* EXTRAIT À LIRE
———

La décision du G20 de prolonger de six mois son initiative de suspension du service de la dette des pays pauvres divise. Elle est jugée insuffisante pour certains, et inadaptée pour d’autres.
La décision du groupe des 20 pays les plus riches d’accorder un nouveau moratoire de 6 mois sur la dette des pays les plus pauvres comme geste de solidarité internationale face à la covid-19 est critiquée par plusieurs organisations de la société civile internationale. Ces réserves sont exprimées dans un rapport publié par Eurodad, le Réseau européen pour la dette et le développement.
Le rapport estime que tout comme le premier volet de cette initiative, le second ne permettra pas de dégager des ressources suffisantes pour que les pays éligibles et qui en font la demande mènent à bien une relance post-covid-19. Pour la première partie de cette initiative, sur 12 milliards $ de suspension de remboursement disponibles, seulement 5,3 milliards $ ont été validés.
Pour Eurodad, cette somme ne représente qu’une fraction insignifiante des remboursements de dette que doivent effectuer les pays bénéficiaires (1,6%). Il relève aussi que les institutions internationales de financement comme la Banque mondiale et le Fonds monétaire international (FMI) ainsi que le secteur privé occidental ne font pas assez le jeu de la solidarité internationale.
« En 2018, la Banque mondiale détenait à elle seule 103,73 milliards de dollars de dettes des pays éligibles àl’ISSD [Initiative de suspension du service de la dette, Ndlr]. De mai à décembre 2020, période pendant laquelle l’ISSD s’applique pour l’instant aux créanciers bilatéraux, l’annulation des paiements à la Banque mondiale libérerait 2,46 milliards de dollars. Ce montant pourrait atteindre plus de 4 milliards supplémentaires si l’annulation se prolongeait toute l’année 2021 », estime Eurodad.
La rivalité Chine / Etats-Unis rend complexe toute solution sur la dette des pauvres
La Zambie qui s’est retrouvée non éligible à l’initiative, en raison de la difficulté à trouver un accord avec le FMI, est presque dans un défaut de paiement sur sa dette privée internationale. Des pays comme le Ghana et le Kenya ont refusé l’initiative expliquant que cela leur ferait plus de tort. Le Kenya est présenté comme étant en risque de surendettement.

———

* ACTION À MENER
Veuillez recopier à l'identique le passage de l'extrait sur la dette des pays pauvres qui va de « La décision du G20 » jusqu'à « inadaptée pour d’autres. ». Le matériau qui suit est indépendant de l'extrait.

* DONNÉES D'ENTRÉE

———

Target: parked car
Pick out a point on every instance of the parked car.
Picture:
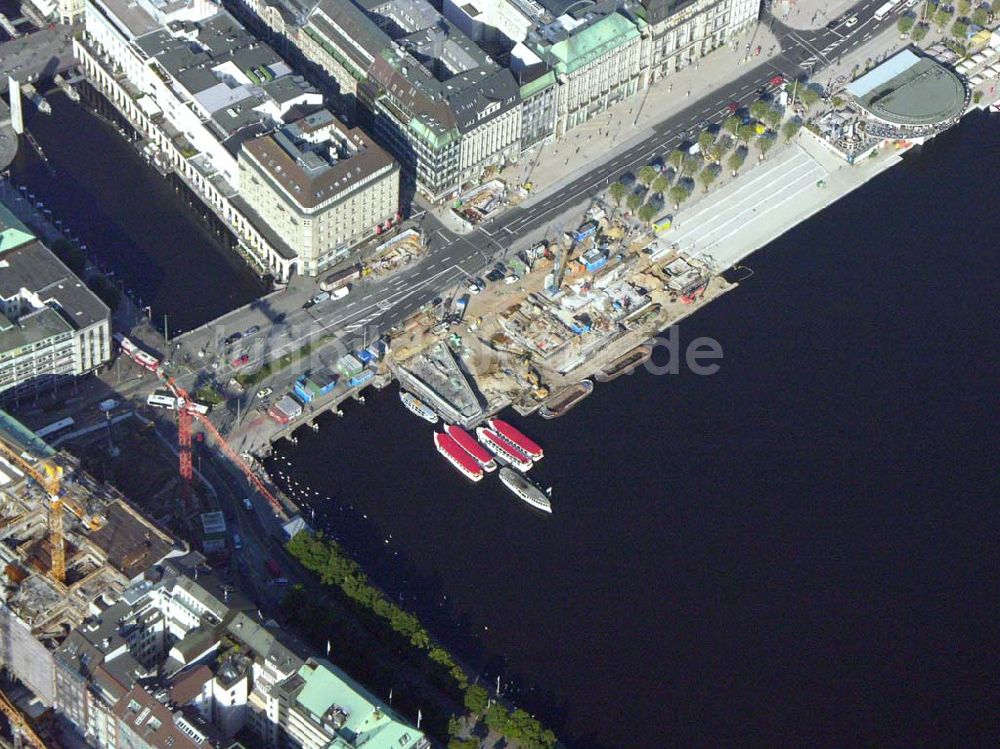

———

* RÉSULTAT DE TÂCHE
La décision du G20 de prolonger de six mois son initiative de suspension du service de la dette des pays pauvres divise. Elle est jugée insuffisante pour certains, et inadaptée pour d’autres.